Aim of the exercise - Pick out all lines of the entries that include the word "receives" and copy them.

Data to use -
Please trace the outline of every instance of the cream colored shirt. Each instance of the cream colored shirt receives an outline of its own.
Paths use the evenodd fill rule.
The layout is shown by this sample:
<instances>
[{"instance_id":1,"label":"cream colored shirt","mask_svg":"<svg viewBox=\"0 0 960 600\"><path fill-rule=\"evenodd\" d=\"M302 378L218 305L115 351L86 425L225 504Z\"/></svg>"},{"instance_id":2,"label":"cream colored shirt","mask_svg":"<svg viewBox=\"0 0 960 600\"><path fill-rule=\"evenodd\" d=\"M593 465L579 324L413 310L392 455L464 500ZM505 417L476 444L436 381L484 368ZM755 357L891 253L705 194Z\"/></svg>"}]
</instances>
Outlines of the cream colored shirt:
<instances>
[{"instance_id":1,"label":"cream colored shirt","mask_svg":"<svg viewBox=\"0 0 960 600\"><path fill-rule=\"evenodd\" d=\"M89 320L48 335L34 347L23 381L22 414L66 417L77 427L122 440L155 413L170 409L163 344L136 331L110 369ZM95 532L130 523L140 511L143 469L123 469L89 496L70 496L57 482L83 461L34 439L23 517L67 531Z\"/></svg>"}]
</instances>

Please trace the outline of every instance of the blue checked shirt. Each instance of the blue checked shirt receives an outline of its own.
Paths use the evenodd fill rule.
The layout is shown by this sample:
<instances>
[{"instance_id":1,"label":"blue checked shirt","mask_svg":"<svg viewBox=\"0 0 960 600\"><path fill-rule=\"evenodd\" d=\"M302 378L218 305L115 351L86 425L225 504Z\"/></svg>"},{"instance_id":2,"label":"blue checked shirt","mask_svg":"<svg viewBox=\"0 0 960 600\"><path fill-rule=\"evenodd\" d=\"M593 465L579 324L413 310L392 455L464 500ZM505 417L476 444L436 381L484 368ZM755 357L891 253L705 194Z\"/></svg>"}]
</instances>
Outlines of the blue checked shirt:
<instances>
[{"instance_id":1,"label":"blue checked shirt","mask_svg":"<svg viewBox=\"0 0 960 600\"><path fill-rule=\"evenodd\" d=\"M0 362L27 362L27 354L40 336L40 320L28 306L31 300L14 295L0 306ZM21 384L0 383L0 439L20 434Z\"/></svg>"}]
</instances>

Answer space -
Please trace the outline of every instance of the cream colored shirt. Each instance of the cream colored shirt receives an outline of its own.
Please trace the outline of every instance of the blue checked shirt. Each instance of the blue checked shirt receives an outline of its own.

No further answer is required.